*GOAL*
Return every line in the listing below that contains the word "water".

Rows from a pointing dataset:
[BEGIN]

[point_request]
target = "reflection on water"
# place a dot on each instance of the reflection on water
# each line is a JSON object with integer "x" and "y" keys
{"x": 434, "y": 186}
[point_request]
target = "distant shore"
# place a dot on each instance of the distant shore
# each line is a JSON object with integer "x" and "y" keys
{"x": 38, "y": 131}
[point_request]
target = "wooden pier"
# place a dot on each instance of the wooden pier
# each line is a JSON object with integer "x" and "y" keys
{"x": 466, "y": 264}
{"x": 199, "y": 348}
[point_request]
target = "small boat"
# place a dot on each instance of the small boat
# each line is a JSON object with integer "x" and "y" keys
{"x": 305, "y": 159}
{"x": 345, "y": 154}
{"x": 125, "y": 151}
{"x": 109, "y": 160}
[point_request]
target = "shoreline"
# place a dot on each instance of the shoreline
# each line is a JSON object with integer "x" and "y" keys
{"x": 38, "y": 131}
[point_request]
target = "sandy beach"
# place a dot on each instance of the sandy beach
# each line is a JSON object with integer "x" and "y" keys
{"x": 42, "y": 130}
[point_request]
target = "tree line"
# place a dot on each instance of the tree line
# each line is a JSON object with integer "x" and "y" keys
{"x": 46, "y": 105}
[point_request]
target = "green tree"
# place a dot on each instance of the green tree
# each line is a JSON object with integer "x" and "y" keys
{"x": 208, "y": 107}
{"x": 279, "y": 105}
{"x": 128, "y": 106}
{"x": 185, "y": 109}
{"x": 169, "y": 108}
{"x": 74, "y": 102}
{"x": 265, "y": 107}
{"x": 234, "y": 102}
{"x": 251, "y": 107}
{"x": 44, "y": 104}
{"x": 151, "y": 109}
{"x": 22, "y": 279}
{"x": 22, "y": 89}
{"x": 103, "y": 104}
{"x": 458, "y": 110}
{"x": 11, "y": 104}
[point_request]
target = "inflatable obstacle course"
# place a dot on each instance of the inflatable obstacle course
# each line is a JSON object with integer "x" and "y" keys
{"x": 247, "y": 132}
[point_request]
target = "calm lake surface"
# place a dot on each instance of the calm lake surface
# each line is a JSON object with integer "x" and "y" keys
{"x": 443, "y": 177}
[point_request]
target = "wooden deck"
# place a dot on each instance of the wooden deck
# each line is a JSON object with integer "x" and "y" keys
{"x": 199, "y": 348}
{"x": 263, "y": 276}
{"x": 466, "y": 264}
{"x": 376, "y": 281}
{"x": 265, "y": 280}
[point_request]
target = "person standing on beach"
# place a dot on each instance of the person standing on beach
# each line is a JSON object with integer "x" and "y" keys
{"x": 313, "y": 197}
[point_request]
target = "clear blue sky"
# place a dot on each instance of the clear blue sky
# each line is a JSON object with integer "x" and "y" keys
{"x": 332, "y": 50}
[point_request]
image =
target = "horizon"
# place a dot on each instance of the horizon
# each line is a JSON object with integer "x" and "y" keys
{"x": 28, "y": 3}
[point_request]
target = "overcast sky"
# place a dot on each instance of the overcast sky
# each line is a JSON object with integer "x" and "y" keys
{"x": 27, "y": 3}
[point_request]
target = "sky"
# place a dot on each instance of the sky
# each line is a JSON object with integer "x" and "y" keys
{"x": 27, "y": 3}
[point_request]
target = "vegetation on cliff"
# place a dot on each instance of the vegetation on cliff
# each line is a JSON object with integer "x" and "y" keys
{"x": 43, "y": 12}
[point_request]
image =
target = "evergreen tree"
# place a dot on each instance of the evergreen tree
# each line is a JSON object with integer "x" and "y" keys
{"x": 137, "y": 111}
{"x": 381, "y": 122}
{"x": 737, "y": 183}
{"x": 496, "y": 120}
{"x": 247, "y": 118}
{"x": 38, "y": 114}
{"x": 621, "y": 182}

[END]

*RESPONSE BELOW*
target = "reflection on water"
# place a dot on each instance of the reflection on water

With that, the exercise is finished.